### EXERCISE TASKS
1 > Reproduce the stretch from "Instead of fighting" through "you talking about?’." in the post about overthinking the night before a busy morning.
2 > Carry the post about overthinking the night before a busy morning further, picking up after its last sentence.

### DOCUMENT SEGMENT

____

Last night I almost fell into my old pattern. I knew this morning was going to be busy and my schedule looked border line too much. While watching TV, it started to creep into my mind. Would I stay on top of it? Would I get stressed? I started to get restless, I started to wonder if I should be letting myself stay up and watch TV, maybe I should go to sleep in preparation for tomorrow.
Instead of fighting with myself and thinking about it from multiple sides and with multiple what ifs (like I usually would), I said to my husband ‘Should I be watching this, am I going to be too tired tomorrow?’ He said ‘It is still early, what are you talking about?’.
I love how simply he looked at it. Why was I evening thinking about the next day?
My brain has always thought, working through scenarios in my head allows me to plan and identify the things that might go wrong and work out a plan either to prevent it from happening or to solve the problem when it does go wrong . However, I am starting to see, working myself up the night before is not going to help me stay on top of things. It is of no benefit at all. In fact, it is most likely serving to subconsciously create problems.

____

### RECORDS PROVIDED
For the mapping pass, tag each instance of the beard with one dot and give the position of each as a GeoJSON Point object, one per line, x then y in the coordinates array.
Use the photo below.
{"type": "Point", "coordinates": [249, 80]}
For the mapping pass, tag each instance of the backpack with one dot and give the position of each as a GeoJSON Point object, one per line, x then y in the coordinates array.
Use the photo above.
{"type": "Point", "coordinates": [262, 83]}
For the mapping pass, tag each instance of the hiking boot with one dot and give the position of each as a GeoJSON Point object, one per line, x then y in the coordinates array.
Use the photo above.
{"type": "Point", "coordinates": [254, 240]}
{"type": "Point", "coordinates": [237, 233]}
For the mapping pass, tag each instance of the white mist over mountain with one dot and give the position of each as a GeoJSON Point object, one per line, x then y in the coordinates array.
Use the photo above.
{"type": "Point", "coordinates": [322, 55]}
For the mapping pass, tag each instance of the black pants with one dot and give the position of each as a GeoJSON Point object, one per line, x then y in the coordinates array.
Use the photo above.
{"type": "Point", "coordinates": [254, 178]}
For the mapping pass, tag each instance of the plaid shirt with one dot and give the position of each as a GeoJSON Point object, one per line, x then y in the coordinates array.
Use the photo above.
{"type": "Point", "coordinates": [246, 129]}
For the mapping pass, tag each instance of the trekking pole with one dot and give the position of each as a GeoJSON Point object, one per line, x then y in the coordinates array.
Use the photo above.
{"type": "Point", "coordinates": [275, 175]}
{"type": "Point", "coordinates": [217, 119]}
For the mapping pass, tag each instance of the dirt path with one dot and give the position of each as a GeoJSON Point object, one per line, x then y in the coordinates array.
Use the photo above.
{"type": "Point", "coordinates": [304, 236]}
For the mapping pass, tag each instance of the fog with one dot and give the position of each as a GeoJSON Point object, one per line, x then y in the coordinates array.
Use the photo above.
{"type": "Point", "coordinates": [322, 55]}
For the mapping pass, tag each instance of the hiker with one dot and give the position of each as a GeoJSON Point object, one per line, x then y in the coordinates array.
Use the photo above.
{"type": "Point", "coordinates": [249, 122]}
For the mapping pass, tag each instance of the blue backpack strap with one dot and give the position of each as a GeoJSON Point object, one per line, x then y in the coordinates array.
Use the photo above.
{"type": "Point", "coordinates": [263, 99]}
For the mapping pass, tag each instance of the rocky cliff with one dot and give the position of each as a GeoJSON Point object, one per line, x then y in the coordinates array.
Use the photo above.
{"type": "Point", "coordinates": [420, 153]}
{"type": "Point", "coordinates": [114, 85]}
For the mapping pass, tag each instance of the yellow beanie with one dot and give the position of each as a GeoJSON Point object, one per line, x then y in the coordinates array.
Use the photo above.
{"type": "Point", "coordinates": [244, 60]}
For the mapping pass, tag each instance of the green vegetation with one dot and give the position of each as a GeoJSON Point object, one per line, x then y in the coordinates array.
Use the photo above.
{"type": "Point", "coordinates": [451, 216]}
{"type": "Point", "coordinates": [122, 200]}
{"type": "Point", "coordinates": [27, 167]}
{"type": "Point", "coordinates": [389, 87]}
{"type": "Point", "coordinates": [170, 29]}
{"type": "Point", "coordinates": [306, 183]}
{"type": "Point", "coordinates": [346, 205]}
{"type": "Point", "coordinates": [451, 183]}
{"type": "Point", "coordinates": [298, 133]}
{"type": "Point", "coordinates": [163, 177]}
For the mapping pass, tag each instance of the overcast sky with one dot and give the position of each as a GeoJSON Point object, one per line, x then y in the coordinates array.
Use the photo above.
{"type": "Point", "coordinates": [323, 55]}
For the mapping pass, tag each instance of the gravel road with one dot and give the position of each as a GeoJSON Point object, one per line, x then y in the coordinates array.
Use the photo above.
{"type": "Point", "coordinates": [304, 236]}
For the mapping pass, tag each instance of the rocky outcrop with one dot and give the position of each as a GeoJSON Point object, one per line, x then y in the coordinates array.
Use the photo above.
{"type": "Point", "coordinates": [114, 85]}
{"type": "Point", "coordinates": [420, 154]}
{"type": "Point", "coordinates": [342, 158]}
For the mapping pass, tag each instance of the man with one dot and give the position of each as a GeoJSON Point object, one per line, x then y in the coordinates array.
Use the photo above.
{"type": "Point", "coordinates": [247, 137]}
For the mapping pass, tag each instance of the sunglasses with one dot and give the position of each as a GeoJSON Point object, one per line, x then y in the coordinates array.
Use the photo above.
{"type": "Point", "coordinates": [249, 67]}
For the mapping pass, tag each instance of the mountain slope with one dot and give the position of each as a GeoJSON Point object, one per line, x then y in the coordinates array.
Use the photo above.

____

### EXPECTED OUTPUTS
1 >
Instead of fighting with myself and thinking about it from multiple sides and with multiple what ifs (like I usually would), I said to my husband ‘Should I be watching this, am I going to be too tired tomorrow?’ He said ‘It is still early, what are you talking about?’.

2 >
So, I think I am making headway. After speaking up to my husband, I realised he was right. I continued to watch and enjoy the program I was watching on TV and put Monday morning out of my head. I finished the program and went to sleep. I didn’t toss and turn like normal wondering what tomorrow would bring, I went to sleep.
This morning, I identified something that was contributing to my stress on Monday mornings and I changed it!! Dropping my daughter at school means I have 10mins to get from school to work for my first patient. Although, not far away, the traffic is heavy and makes the journey unpredictable. Every week I arrive in a flap and uptight already. This morning I told my husband I can’t do it anymore and asked him to drop both kids off (they are at different schools). He said ok. I got everyone ready and went to work early.
What a difference. It made my husband’s life a little more difficult but he did it anyway. No one was late and no one started the day particularly stressed out. So that is two wins I have had this week already. Just as well I have my husband, he made them both happen! Good man isn’t he?